▸ EXERCISE TASK:
Rewrite the items starting at the line containing "Expected: the pointer indicates a point on the shadow" and ending at the line containing "x=286, y=283", requests included, and give only those lines. Multiply every point coordinate by 0.85 and round to whole numbers, with halves going up; leave the numbers in the requests and their format samples unchanged.

Start SUPPLIED MATERIAL

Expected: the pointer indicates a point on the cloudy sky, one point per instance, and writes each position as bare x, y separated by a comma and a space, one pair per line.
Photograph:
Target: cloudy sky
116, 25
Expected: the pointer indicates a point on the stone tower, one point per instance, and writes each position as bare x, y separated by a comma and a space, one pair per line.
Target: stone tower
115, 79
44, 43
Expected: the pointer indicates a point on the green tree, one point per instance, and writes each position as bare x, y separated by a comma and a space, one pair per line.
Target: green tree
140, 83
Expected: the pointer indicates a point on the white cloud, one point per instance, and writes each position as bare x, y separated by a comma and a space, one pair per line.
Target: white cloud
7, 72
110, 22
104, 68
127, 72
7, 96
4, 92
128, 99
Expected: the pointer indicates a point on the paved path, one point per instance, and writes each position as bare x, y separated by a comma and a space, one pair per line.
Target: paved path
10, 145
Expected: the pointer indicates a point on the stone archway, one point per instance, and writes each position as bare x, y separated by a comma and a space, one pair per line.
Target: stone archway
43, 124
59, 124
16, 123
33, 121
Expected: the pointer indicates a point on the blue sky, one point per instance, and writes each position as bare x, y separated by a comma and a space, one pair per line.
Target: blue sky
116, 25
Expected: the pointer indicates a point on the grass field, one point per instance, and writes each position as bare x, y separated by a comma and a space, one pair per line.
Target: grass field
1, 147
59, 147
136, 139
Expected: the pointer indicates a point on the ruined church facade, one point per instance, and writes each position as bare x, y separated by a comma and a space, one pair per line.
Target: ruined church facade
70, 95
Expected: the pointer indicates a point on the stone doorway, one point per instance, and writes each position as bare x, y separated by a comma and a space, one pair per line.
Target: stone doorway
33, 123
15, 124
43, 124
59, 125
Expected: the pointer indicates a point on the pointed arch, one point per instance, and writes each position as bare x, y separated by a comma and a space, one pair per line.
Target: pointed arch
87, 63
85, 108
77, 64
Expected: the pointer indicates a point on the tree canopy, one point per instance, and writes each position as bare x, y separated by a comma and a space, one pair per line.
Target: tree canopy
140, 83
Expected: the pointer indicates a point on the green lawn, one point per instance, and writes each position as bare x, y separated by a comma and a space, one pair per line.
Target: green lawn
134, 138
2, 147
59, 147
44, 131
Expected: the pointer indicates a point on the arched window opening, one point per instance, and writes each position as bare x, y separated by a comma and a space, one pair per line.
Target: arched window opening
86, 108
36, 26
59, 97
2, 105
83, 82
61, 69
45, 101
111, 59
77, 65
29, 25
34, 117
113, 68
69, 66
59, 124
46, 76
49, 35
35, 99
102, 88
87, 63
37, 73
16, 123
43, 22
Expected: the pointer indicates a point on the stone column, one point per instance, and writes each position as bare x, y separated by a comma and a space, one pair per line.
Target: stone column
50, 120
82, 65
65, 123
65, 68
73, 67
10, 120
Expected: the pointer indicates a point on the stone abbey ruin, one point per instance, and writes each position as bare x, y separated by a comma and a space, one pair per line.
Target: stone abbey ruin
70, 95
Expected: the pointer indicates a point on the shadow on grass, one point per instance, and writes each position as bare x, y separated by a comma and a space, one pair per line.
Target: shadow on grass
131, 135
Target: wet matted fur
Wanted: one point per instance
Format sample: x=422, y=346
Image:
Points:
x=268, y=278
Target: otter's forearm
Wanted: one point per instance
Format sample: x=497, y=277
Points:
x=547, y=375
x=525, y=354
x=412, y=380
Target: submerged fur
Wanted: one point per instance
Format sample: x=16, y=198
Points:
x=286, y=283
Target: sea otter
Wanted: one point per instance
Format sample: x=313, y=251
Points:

End SUPPLIED MATERIAL

▸ TASK OUTPUT:
Expected: the pointer indicates a point on the shadow on grass, one point per instance, and writes each position as bare x, y separated by a comma and a space, one pair per line.
Target: shadow on grass
111, 115
Target: wet matted fur
Wanted: one point per instance
Format sample: x=422, y=346
Image:
Points:
x=228, y=236
Target: otter's forearm
Wanted: one point per instance
Format sample: x=497, y=277
Points:
x=465, y=319
x=446, y=301
x=350, y=323
Target: submerged fur
Wanted: one point per instance
Format sample: x=16, y=198
Points:
x=243, y=241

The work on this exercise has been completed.